Start SUPPLIED PASSAGE
The trick in many problems involving torques and rotations is to start by choosing an appropriate axis.

3. Apr 28, 2017

### Wimpalot

So not just the usual x-y?

4. Apr 28, 2017

### jbriggs444

Not the direction of the coordinate axes. The origin of the coordinate system -- the axis of rotation about which you compute torques.

5. Apr 28, 2017

### Nidum

Hint : Look for two self stable substructures .

6. Apr 28, 2017

### Wimpalot

Okay then in that case I am not entirely sure. The point next to the beam?

Sorry, not sure what you mean/what to do with that information

7. Apr 28, 2017

### jbriggs444

There are a lot of beams in that truss. Which one did you have in mind?

8. Apr 28, 2017

### Wimpalot

The one I am trying to calculate the tension of. The point on the left?

9. Apr 28, 2017

### jbriggs444

If you write an equation for the torques about that point, you will have contributions from the supporting force from the left pier, the supporting force from the right pier and the downward force from mass M. The tension force T has a line of action that passes through your chosen axis. So it drops out of the equation.

This particular choice of axis does not let you write down a simple equation involving T. It is a poor choice.

Nidum's hint is equally (or perhaps more) important. You want to be computing torques applied to some particular sub-structure. If you think about dividing the truss up into two relevant parts, where might you put the dividing line?

10. Apr 28, 2017

### Wimpalot

I'm not sure then. I have no idea how to do this question. Maybe the left-most triangle?

11. Apr 28, 2017

### jbriggs444

OK.
OK. Let's say you use the left-most triangle. Now pick an axis of rotation.

12. Apr 28, 2017

### Wimpalot

The point that the mass hangs from?

13. Apr 28, 2017

### jbriggs444

OK. Now what external torques act on that triangle?

14. Apr 28, 2017

### Wimpalot

The reaction force FP and maybe the tension force in the beam T?

15. Apr 28, 2017

### jbriggs444

Those are the two of the external forces, yes. To get external torques you would have to multiply by the length of their moment arms, right?

Can you tell us why you ignored the external force from the dangling mass M?

16. Apr 28, 2017

### Wimpalot

And are both moment arms just L? And what about the directions?

Because that way the torque due to the mass is 0

17. Apr 28, 2017

### jbriggs444

Let's start with the torque from the left hand supporting point. Is it clockwise or counter-clockwise? If the left hand supporting force is $F_P$ and the length of the beams is $L$, what is the torque from that left hand supporting force?

Proceed to the torque from the [tension? compression?] T in the horizontal beam. Must it be clockwise or counter-clockwise? Does that mean that it is tension? Or compression? How large is the torque? Be careful. It's not all right angles for this one.
Good. That is why choosing that point for the axis of rotation was wise. Neither the weight of the dangling mass M nor any forces from the beams to the right contribute to the torque around that axis.

18. Apr 28, 2017

### Wimpalot

Clockwise so negative and thus equal to FP*L
Is it equal to the tension and L*sin(60)? I am not sure. It would have to be tension right to counteract the other torque?

19. Apr 28, 2017

### jbriggs444

Yes, the torque from the left hand pier is clockwise and its magnitude is FP*L. Yes, if you adopt the convention that clockwise is negative, that means that it is negative.
You do not sound very sure. But yes, the moment arm is given by L*sin(60).

Let's go slowly. We can do this with mathematics (positives and negatives). Or we can do it with physical intuition (balancing clockwise and counter-clockwise torques).

Let's try the mathematical way. The triangle is both massless and is continuously at rest. The sum of the torques on it must be equal to _____?

20. Apr 28, 2017

Zero
End SUPPLIED PASSAGE
Start ENTRIES
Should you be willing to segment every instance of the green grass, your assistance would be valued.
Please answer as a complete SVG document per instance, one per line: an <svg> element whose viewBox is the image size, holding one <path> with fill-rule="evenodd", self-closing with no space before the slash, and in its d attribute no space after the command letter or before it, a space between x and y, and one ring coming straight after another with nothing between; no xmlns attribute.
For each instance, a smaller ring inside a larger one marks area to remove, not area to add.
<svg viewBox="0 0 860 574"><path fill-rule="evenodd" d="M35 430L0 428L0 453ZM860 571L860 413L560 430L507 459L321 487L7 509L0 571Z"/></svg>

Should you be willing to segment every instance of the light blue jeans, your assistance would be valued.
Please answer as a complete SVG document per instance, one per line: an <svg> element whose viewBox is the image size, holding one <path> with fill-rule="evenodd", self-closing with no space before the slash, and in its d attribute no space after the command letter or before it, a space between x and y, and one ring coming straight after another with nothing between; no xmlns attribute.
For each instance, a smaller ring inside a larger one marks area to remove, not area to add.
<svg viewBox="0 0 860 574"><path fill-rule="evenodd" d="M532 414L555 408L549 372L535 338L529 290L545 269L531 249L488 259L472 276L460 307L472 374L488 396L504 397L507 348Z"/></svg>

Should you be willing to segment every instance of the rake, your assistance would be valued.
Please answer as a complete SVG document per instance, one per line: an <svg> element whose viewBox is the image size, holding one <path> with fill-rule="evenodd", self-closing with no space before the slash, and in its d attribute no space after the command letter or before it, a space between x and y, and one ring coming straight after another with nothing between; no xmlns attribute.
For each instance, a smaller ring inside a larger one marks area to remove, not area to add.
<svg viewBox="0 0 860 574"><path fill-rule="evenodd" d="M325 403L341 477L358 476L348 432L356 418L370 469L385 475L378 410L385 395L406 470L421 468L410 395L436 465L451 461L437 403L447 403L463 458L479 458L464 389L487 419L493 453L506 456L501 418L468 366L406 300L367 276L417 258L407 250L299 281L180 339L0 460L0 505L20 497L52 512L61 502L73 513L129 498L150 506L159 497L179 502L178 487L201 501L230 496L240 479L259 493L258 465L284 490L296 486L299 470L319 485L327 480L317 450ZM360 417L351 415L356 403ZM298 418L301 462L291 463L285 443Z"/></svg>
End ENTRIES
SET TASK A:
Answer these questions about the forum thread, one answer per line:
(i) What hint does Nidum give?
(ii) Which point does Wimpalot choose as the axis of rotation for the left-most triangle?
(iii) What moment arm does jbriggs444 confirm for the torque from T?
SET TASK B:
Reproduce the forum thread from "17. Apr 28, 2017" up to and including "around that axis.".
SET TASK C:
According to the forum thread, why is the point on the left a poor choice of axis for finding T?

PROBLEM SOLUTION A:
(i) Look for two self stable substructures.
(ii) The point that the mass hangs from.
(iii) L*sin(60).

PROBLEM SOLUTION B:
17. Apr 28, 2017

### jbriggs444

Let's start with the torque from the left hand supporting point. Is it clockwise or counter-clockwise? If the left hand supporting force is $F_P$ and the length of the beams is $L$, what is the torque from that left hand supporting force?

Proceed to the torque from the [tension? compression?] T in the horizontal beam. Must it be clockwise or counter-clockwise? Does that mean that it is tension? Or compression? How large is the torque? Be careful. It's not all right angles for this one.
Good. That is why choosing that point for the axis of rotation was wise. Neither the weight of the dangling mass M nor any forces from the beams to the right contribute to the torque around that axis.

PROBLEM SOLUTION C:
The line of action of the tension force T passes through that point, so T drops out of the torque equation about it. That choice therefore doesn't let you write a simple equation involving T.